= EXERCISE GOAL =
Please copy every line of the items below, swapping "bbox" for "box" and leaving everything else unchanged. Leave the pictures out of your answer.

((

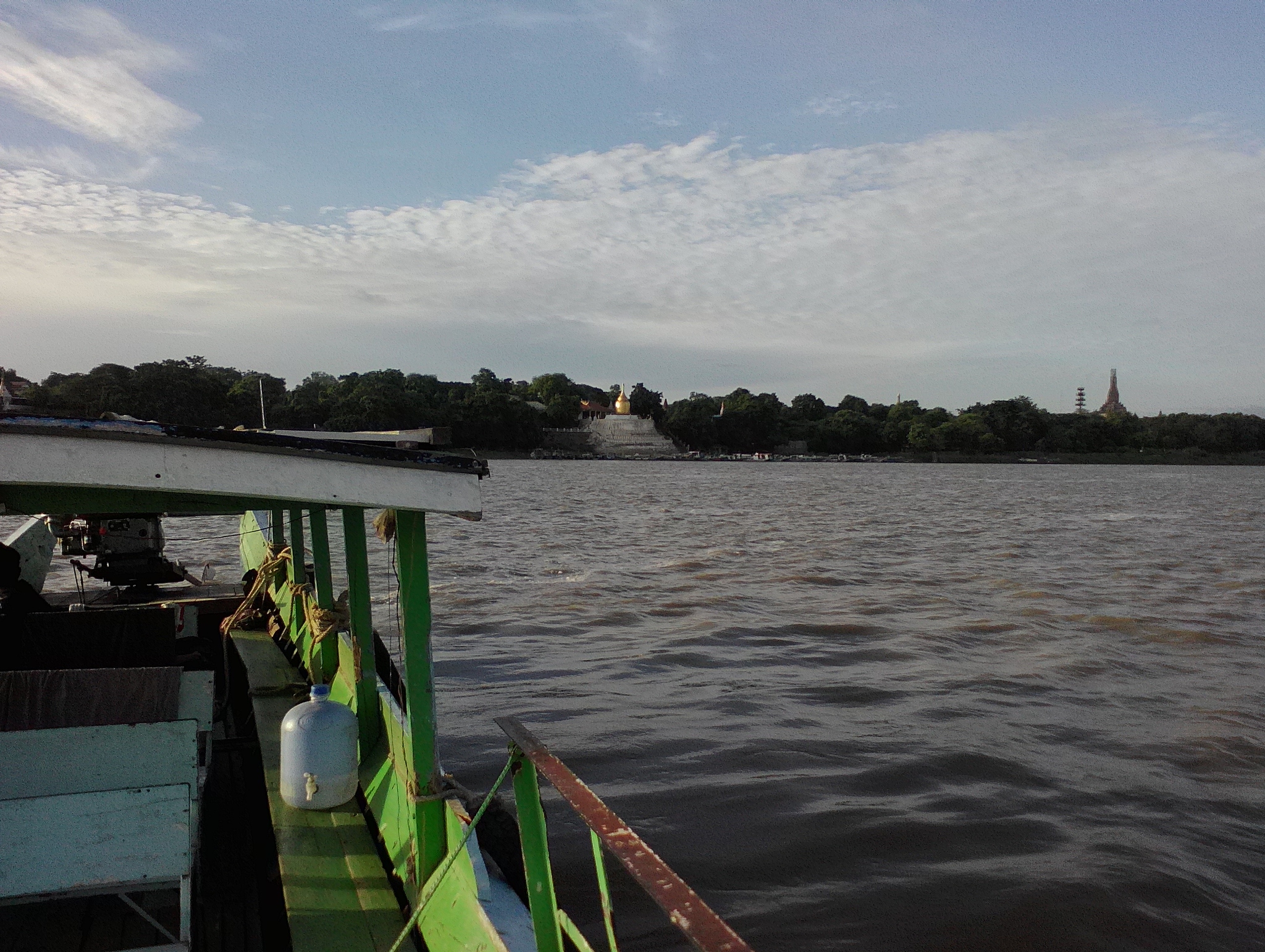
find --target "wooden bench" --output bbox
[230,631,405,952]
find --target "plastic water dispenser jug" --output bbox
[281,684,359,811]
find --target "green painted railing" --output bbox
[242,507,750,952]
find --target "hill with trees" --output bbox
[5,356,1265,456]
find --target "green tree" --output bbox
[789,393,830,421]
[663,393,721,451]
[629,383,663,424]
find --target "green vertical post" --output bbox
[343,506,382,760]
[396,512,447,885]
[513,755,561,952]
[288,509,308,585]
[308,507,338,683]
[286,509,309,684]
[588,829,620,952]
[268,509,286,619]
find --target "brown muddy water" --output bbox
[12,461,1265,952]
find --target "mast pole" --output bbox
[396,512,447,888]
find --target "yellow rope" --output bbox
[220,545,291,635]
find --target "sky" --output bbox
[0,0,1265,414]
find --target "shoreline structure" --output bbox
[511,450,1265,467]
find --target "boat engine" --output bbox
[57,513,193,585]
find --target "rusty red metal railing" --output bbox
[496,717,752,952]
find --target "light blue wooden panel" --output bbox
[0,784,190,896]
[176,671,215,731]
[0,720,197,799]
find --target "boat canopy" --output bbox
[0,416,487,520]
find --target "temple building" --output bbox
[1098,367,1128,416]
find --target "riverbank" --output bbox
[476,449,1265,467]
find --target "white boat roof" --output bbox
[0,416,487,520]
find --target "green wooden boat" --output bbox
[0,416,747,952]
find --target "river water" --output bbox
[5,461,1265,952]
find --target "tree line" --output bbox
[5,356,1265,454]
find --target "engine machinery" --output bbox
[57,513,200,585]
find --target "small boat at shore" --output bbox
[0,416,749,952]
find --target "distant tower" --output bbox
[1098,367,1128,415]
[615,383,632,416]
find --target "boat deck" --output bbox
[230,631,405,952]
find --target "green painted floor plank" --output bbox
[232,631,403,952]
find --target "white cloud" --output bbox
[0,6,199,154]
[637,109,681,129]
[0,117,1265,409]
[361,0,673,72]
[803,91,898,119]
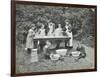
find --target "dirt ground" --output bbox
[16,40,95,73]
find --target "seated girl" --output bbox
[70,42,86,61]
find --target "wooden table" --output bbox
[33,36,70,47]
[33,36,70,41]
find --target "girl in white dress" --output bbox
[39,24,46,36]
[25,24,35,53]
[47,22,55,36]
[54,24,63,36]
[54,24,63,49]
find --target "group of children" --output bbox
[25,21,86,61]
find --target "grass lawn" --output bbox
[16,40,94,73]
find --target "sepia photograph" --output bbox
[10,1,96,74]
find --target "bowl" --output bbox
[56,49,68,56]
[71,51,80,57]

))

= EXERCISE OUTPUT =
find --target "wooden bench" --output box
[230,631,405,952]
find --target "plastic water dispenser jug" --output box
[281,684,359,811]
find --target "green painted railing" --output box
[242,507,750,952]
find --target "hill with trees" --output box
[5,356,1265,456]
find --target "green tree" --output box
[789,393,830,421]
[663,393,721,451]
[629,383,663,424]
find --target "green vertical post" --output box
[343,506,382,760]
[396,512,447,885]
[513,755,561,952]
[288,509,308,585]
[308,507,338,683]
[286,509,309,684]
[588,829,620,952]
[268,509,286,619]
find --target "brown muddy water" --output box
[12,461,1265,952]
find --target "mast pole" --output box
[396,512,447,888]
find --target "yellow rope" --output box
[220,545,291,635]
find --target "sky" --output box
[0,0,1265,414]
find --target "shoreline structure" --output box
[511,450,1265,467]
find --target "boat engine" --output box
[57,513,193,585]
find --target "rusty red metal railing" --output box
[496,717,752,952]
find --target "light blue wooden panel" --output box
[0,784,190,896]
[176,671,215,731]
[0,720,197,799]
find --target "boat canopy" --output box
[0,416,487,520]
find --target "temple building" --output box
[1098,367,1128,416]
find --target "riverbank" --output box
[476,449,1265,467]
find --target "white boat roof" --output box
[0,416,487,520]
find --target "green wooden boat" --output box
[0,416,747,952]
find --target "river water" --output box
[5,461,1265,952]
find --target "tree line" --output box
[5,356,1265,454]
find --target "engine machinery" --output box
[57,513,200,585]
find --target "small boat at shore" --output box
[0,416,749,952]
find --target "distant tower" --output box
[1098,367,1128,415]
[615,383,632,416]
find --target "boat deck" --output box
[230,631,405,952]
find --target "green painted floor plank" --output box
[232,631,403,952]
find --target "white cloud" --output box
[0,6,199,154]
[637,109,681,129]
[0,117,1265,409]
[361,0,673,72]
[803,91,898,119]
find --target "dirt ground" --output box
[16,40,95,73]
find --target "seated girl" --output box
[70,42,86,61]
find --target "wooden table" --output box
[33,36,70,47]
[33,36,70,41]
find --target "girl in white dress" --output box
[39,24,46,36]
[25,24,35,53]
[47,22,55,36]
[54,24,63,36]
[54,24,63,49]
find --target "group of children" --output box
[25,21,86,61]
find --target "grass lawn" --output box
[16,40,94,73]
find --target "sepia photograph" --output box
[10,1,96,74]
find --target "bowl" --output box
[56,49,68,56]
[71,51,80,57]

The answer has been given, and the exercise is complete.